▶ _RAW DATA_
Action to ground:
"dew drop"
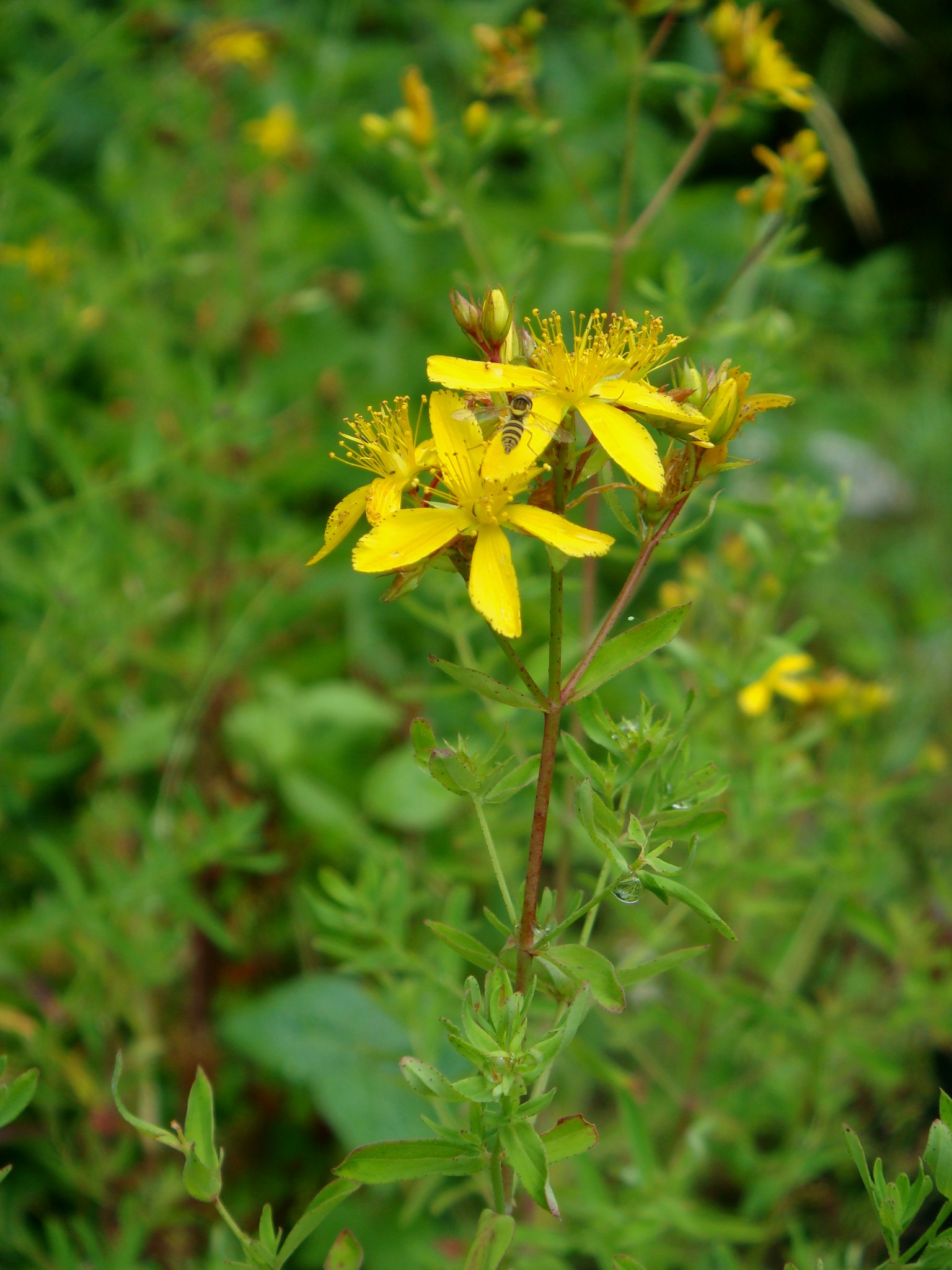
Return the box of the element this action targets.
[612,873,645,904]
==
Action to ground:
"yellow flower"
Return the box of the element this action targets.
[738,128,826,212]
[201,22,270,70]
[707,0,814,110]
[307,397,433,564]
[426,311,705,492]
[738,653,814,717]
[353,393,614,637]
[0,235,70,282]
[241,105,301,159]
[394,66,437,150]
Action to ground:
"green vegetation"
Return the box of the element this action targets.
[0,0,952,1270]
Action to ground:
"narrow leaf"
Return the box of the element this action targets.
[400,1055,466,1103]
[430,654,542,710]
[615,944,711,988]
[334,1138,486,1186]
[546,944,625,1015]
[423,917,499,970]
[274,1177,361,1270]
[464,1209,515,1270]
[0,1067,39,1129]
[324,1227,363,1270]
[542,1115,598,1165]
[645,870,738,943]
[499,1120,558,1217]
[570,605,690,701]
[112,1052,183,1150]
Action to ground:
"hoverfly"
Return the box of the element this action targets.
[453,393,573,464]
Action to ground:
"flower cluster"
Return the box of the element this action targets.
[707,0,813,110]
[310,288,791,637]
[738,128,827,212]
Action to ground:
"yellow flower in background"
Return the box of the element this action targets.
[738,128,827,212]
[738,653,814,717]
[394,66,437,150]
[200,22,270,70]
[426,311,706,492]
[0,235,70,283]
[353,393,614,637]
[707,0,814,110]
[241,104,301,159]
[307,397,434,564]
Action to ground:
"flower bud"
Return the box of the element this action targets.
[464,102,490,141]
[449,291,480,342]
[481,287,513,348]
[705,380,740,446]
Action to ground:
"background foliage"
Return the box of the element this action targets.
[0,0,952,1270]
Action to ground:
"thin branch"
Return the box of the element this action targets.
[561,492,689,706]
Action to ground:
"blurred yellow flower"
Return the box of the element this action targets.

▶ _TASK STATEMENT_
Return every line of the material above that contains the word "flower".

▶ _SOLUTION TO THIS TASK_
"yellow flower"
"flower cluster"
"yellow flower in background"
"flower bud"
"blurred yellow flower"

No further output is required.